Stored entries

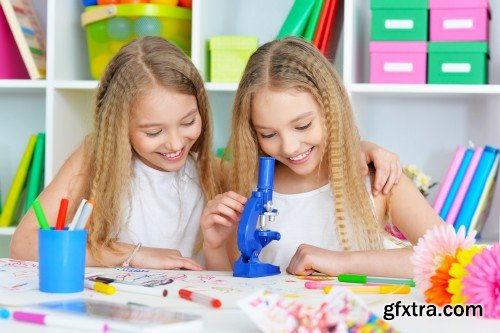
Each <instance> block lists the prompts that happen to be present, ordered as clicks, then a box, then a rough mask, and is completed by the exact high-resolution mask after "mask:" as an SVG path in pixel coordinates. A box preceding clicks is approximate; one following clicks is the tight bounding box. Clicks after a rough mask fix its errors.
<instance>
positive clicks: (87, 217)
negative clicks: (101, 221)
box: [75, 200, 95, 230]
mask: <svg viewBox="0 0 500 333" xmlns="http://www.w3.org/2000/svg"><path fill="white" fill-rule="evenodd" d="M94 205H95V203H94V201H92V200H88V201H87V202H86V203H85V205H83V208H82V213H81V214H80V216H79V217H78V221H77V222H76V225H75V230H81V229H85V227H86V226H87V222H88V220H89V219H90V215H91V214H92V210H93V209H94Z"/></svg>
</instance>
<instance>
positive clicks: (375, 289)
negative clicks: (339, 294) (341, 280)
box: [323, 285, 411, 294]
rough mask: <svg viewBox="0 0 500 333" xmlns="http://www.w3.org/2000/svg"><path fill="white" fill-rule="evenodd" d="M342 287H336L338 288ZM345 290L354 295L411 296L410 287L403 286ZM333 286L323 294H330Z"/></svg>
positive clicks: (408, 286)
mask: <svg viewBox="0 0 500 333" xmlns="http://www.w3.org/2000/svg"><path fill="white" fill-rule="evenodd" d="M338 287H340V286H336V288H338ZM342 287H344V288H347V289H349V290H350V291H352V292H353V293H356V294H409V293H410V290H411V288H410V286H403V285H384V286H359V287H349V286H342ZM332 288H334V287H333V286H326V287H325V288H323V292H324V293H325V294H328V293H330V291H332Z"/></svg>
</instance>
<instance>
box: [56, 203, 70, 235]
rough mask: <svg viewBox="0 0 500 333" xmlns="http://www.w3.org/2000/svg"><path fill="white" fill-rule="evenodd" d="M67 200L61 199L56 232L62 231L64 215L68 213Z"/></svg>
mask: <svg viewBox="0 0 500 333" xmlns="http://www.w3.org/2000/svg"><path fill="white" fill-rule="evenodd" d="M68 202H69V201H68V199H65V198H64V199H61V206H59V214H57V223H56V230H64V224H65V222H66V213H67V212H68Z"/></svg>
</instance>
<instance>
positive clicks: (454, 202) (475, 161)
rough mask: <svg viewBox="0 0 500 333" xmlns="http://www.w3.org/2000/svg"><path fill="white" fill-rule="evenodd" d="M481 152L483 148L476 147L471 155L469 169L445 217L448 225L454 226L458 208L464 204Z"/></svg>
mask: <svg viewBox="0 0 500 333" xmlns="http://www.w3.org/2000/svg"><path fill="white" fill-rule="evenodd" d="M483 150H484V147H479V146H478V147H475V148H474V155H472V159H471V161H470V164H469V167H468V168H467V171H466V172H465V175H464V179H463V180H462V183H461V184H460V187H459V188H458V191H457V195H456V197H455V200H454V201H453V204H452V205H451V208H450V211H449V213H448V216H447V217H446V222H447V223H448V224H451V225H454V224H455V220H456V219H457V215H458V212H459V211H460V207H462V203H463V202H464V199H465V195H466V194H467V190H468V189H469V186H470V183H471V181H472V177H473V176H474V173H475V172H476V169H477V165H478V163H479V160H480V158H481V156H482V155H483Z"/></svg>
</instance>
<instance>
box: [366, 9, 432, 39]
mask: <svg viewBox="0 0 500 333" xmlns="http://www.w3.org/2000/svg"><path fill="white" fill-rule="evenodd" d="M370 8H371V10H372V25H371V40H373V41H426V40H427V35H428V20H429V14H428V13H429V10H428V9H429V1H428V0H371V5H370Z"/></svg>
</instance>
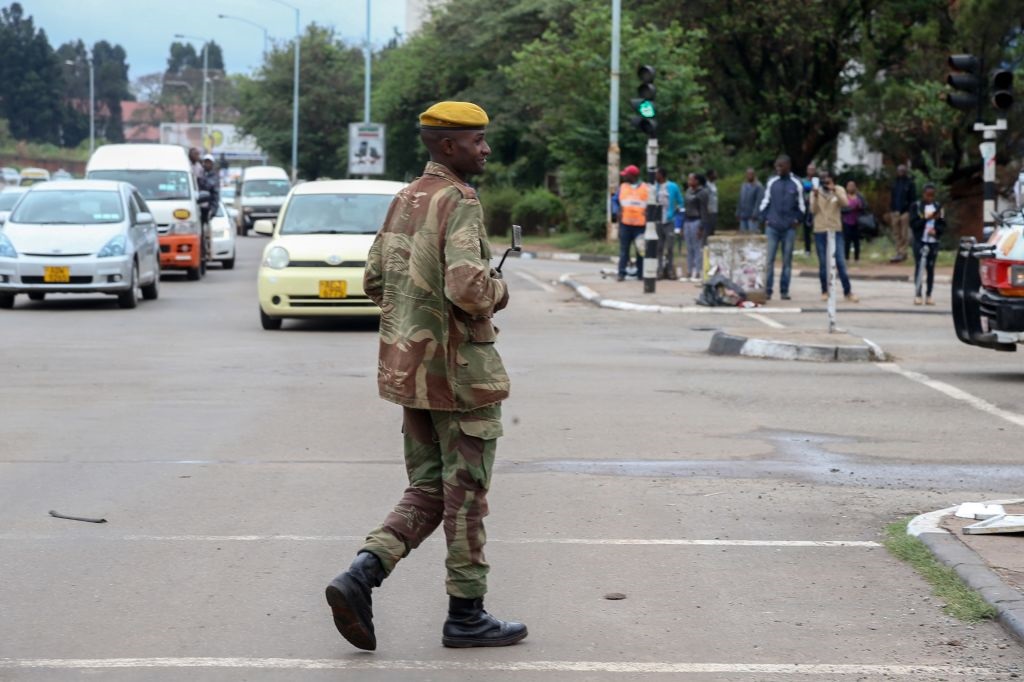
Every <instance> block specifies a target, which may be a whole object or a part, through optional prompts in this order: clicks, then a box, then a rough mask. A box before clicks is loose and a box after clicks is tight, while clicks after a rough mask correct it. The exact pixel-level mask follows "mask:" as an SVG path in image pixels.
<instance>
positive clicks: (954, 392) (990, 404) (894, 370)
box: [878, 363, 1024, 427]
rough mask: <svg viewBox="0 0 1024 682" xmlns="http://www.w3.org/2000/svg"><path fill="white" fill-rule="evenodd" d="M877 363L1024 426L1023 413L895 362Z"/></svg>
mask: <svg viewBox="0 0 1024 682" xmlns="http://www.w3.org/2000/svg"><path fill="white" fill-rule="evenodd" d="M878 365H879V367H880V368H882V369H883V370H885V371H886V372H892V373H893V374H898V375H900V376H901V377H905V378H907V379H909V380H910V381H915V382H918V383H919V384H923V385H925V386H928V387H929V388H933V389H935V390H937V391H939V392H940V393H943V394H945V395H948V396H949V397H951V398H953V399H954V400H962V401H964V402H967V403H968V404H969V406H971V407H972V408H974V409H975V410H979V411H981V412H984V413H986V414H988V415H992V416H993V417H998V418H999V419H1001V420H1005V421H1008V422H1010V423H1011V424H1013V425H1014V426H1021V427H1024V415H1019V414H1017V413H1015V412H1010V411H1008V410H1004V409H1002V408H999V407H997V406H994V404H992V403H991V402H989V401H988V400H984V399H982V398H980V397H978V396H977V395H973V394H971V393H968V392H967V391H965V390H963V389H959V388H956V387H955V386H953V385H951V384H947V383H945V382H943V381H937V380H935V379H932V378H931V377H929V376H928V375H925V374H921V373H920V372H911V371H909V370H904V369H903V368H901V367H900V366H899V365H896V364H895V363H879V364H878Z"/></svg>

The problem -
Show each line of the data that contains the string "then". Case must match.

Output for this exercise -
Each <instance> block lists the prompts that happen to be present, ordered as clicks, then a box, then a rough mask, and is completed by the exact high-resolution mask after "mask:" as an SVG path in pixel coordinates. A box preceding clicks is approximate; one following clicks is the tight bounding box. Clicks after a rough mask fix its errors.
Every <instance> block specifies a target, which may be a whole object or a part, through optional prompts in this order: clicks, then a box, then a rough mask. A box before clicks is loose and a box after clicks is tight, while clicks after a rough mask correct it. The exact pixel-level mask follows "mask:" as an SVG path in image pixels.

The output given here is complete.